- [Extract]:
━━━━━━━━━━
If Your Equity has Declined
Many areas of the country can be designated risky markets using zip codes to outline declining home values. If your home equity HELO was based on a home whose value is no longer what it was, you may find yourself reading a letter that goes something like this.....
Because of declining home values in your area we no longer can provide any money based on home equity from this date forward. The lenders are using automated (computer driven) models to determine the new vcalue of your home and are declining to continue your revolving credit line with the home as collateral.
How it Works
When the value of a home is reduced, the amount of money you have as mortgage or HELO debt as a percentage of the value of a home rises. This is the loan to value ratio and the industry standard for a loan is a LTV of around 80%. That is 20% of the home is debt and the rest is yours. If your home value has declined your debt as a percentage of value has increased.
Reverse Mortgages: What is it
In a conventional mortgage, you make monthly payments to the lender. But in a “reverse” mortgage, you receive money from the lender and generally don’t have to pay it back for as long as you live in your home. Instead, the loan must be repaid when you die, sell your home, or no longer live there as your principal residence. Reverse mortgages can help homeowners who are house-rich but cash-poor stay in their homes and still meet their financial obligations.
━━━━━━━━━━
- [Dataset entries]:
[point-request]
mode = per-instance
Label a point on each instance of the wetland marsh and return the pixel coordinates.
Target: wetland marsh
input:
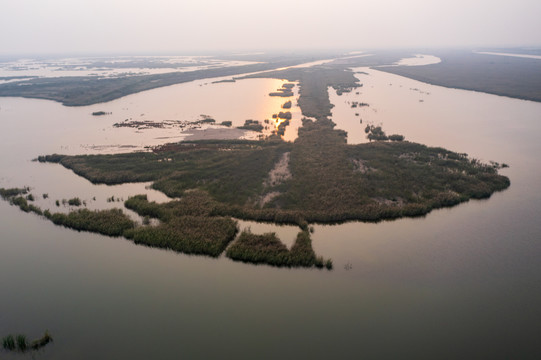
(445, 278)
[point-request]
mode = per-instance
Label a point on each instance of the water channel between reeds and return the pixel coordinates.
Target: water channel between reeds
(462, 282)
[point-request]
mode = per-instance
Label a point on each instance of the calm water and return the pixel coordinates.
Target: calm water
(460, 283)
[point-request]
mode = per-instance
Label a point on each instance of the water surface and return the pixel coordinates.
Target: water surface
(459, 283)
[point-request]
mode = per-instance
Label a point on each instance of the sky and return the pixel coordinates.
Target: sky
(190, 26)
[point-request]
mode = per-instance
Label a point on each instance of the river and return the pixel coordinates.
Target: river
(463, 282)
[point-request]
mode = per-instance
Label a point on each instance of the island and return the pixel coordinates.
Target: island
(317, 179)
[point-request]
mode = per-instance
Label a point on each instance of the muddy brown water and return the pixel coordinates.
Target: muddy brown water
(463, 282)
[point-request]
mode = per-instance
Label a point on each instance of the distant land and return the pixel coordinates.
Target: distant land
(494, 74)
(462, 69)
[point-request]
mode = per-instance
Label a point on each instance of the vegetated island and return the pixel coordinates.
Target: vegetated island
(500, 75)
(19, 343)
(88, 90)
(318, 178)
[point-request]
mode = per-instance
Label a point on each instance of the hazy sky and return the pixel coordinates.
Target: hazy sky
(56, 26)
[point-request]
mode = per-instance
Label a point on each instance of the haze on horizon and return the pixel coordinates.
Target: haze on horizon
(190, 26)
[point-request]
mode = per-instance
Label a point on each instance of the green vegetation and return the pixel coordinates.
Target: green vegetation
(253, 125)
(111, 222)
(330, 181)
(376, 133)
(318, 178)
(88, 90)
(20, 343)
(100, 113)
(268, 249)
(188, 225)
(501, 75)
(314, 82)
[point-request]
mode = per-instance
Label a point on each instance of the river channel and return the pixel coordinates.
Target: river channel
(463, 282)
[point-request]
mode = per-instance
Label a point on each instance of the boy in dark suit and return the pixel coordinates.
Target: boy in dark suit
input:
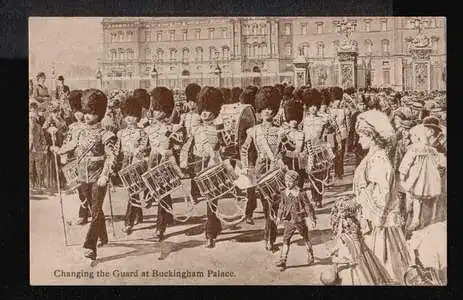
(295, 207)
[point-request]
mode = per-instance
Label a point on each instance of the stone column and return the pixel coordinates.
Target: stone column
(300, 72)
(347, 60)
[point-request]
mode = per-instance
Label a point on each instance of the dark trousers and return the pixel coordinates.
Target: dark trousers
(270, 229)
(95, 195)
(213, 225)
(290, 228)
(164, 217)
(316, 185)
(84, 209)
(37, 169)
(133, 212)
(251, 205)
(339, 160)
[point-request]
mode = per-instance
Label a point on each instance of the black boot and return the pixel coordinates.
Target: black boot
(90, 253)
(210, 243)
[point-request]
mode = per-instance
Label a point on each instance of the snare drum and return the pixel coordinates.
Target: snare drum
(214, 181)
(162, 179)
(319, 157)
(131, 177)
(271, 183)
(70, 174)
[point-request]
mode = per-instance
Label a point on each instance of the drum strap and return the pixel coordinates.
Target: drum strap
(87, 150)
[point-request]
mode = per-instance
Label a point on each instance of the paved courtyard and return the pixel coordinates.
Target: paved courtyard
(238, 258)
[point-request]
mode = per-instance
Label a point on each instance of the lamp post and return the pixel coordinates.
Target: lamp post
(218, 70)
(154, 76)
(99, 78)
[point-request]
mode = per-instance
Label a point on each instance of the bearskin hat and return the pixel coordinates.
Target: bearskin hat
(75, 100)
(235, 94)
(162, 99)
(293, 110)
(280, 88)
(143, 97)
(191, 92)
(288, 91)
(268, 97)
(248, 96)
(132, 107)
(336, 93)
(95, 102)
(210, 99)
(226, 92)
(311, 97)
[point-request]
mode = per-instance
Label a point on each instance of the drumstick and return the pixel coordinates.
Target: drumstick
(111, 208)
(53, 140)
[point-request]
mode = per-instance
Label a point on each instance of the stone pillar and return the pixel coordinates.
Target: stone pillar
(420, 51)
(347, 60)
(301, 76)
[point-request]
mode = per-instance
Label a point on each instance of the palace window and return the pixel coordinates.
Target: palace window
(147, 53)
(173, 54)
(130, 54)
(129, 36)
(368, 25)
(369, 46)
(199, 54)
(320, 49)
(287, 29)
(383, 25)
(185, 54)
(120, 36)
(385, 47)
(226, 53)
(304, 28)
(289, 49)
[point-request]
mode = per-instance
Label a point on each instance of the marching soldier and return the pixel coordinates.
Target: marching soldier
(132, 146)
(74, 131)
(315, 127)
(159, 134)
(292, 140)
(343, 123)
(206, 143)
(95, 148)
(266, 138)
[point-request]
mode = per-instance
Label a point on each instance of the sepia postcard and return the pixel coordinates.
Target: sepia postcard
(238, 151)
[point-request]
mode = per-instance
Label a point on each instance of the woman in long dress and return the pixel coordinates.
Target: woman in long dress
(373, 186)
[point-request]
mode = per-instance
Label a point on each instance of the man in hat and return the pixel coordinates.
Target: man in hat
(144, 99)
(343, 123)
(96, 147)
(159, 133)
(266, 138)
(73, 133)
(37, 148)
(206, 142)
(188, 123)
(62, 91)
(292, 140)
(132, 144)
(314, 127)
(295, 207)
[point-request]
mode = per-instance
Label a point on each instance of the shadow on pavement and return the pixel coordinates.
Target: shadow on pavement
(165, 248)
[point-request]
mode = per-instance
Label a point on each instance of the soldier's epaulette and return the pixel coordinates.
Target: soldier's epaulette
(107, 135)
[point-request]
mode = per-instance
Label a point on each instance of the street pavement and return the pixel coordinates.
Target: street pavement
(239, 257)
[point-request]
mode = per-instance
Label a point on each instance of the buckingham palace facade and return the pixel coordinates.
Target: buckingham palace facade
(237, 51)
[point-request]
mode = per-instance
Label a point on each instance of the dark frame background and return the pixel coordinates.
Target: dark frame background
(14, 178)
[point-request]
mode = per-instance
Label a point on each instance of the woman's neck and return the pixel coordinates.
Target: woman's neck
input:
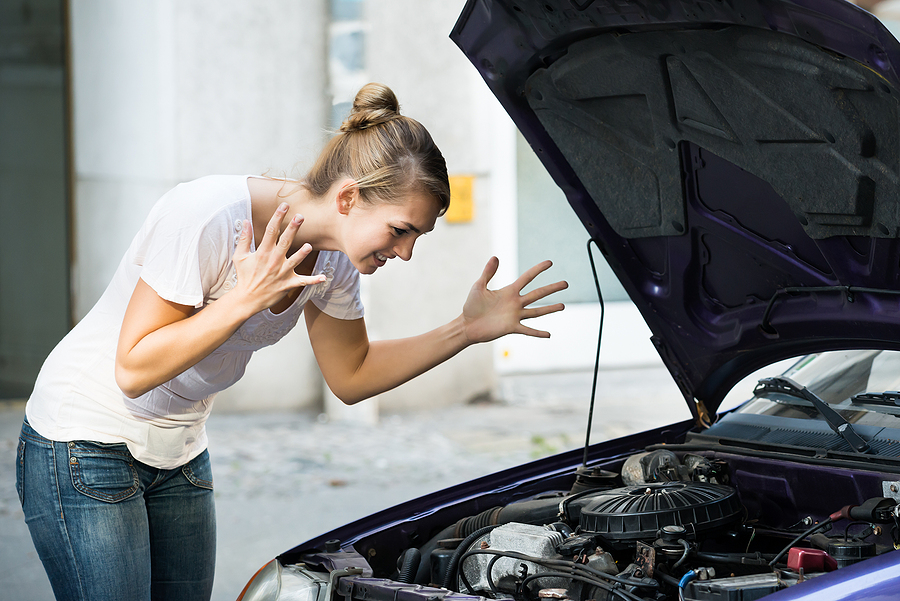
(317, 228)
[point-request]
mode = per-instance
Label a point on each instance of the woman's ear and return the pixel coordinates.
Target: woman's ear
(347, 197)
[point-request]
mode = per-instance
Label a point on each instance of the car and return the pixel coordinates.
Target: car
(737, 163)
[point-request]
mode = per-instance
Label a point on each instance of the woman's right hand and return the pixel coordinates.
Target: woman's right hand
(267, 275)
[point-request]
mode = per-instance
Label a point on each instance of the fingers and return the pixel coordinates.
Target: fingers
(544, 291)
(490, 269)
(540, 311)
(532, 332)
(243, 246)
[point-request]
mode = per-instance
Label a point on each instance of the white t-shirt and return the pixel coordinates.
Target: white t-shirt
(183, 251)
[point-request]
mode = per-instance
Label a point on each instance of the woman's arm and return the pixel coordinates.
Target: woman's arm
(161, 339)
(356, 369)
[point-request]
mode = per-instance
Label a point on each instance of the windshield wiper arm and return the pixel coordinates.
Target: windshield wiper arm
(888, 398)
(837, 423)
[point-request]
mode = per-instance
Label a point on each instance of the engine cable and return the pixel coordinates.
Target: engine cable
(805, 533)
(565, 564)
(587, 440)
(627, 595)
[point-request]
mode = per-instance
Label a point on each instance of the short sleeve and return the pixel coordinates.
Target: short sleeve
(184, 249)
(340, 298)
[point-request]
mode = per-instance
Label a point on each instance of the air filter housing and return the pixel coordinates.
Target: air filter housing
(639, 512)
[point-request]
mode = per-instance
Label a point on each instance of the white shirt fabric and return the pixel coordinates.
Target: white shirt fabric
(184, 252)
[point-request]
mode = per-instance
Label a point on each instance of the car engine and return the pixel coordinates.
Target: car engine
(666, 526)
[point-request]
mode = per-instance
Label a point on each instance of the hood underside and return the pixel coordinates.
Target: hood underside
(737, 162)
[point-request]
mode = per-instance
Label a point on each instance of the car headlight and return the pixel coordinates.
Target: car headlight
(275, 582)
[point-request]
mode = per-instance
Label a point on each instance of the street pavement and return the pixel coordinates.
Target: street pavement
(283, 478)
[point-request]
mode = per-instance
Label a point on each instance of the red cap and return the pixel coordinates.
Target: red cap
(810, 560)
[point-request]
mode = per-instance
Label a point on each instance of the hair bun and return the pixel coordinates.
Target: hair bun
(374, 104)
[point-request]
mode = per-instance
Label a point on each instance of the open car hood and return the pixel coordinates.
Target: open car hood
(736, 161)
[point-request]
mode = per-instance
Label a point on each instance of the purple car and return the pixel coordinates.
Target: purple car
(737, 163)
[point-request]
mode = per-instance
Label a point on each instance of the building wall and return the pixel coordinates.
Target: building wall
(165, 91)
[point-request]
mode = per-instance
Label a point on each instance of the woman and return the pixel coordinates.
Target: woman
(112, 470)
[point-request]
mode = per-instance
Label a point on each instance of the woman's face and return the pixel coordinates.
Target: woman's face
(376, 233)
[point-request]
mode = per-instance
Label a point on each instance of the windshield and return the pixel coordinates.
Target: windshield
(852, 383)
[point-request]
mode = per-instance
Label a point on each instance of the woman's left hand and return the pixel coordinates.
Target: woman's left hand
(490, 314)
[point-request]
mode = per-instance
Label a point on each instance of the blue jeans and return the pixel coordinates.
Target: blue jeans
(109, 528)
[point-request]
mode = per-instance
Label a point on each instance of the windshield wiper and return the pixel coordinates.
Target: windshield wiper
(837, 423)
(888, 398)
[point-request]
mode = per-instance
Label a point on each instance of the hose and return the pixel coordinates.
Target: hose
(462, 548)
(409, 565)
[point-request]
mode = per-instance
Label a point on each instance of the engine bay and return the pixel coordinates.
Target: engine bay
(671, 523)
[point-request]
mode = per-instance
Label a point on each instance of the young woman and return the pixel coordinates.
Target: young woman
(112, 469)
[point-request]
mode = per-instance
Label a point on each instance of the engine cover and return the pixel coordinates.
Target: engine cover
(638, 512)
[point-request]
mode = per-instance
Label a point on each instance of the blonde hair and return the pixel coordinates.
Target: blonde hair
(388, 154)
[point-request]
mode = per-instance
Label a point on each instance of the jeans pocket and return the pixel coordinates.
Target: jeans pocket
(198, 471)
(104, 472)
(20, 471)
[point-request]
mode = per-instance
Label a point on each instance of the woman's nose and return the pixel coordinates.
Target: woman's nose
(404, 248)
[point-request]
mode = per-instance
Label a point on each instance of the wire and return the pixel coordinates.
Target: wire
(587, 438)
(598, 583)
(557, 563)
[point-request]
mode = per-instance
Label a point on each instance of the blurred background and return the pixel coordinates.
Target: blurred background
(107, 104)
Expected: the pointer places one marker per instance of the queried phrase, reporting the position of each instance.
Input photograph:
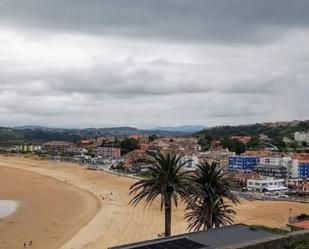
━━━━━━━━━━
- [Actions to take]:
(A) According to the home equity article, under what circumstances must a reverse mortgage be repaid?
(B) Write the next part of the home equity article, picking up after its final sentence.
These records have no connection to the home equity article.

- [Solved tasks]:
(A) It must be repaid when the borrower dies, sells the home, or no longer lives there as a principal residence.

(B)
To qualify for most reverse mortgages, you must be at least 62 and live in your home. The proceeds of a reverse mortgage (without other features, like an annuity) are generally tax-free, and many reverse mortgages have no income restrictions.
Reverse mortgage loan advances are not taxable, and generally do not affect Social Security or Medicare benefits. You retain the title to your home and do not have to make monthly repayments. The loan must be repaid when the last surviving borrower dies, sells the home, or no longer lives in the home as a principal residence.
What You Should Know
Reverse mortgages can use up all or some of the equity in your home, leaving fewer assets for you and your heirs. A “nonrecourse” clause, found in most reverse mortgages, prevents either you or your estate from owing more than the value of your home when the loan is repaid.
Because you retain title to your home, you remain responsible for property taxes, insurance, utilities, fuel, maintenance, and other expenses. So, for example, if you don’t pay property taxes or maintain home owner’s insurance, you risk the loan becoming due and payable.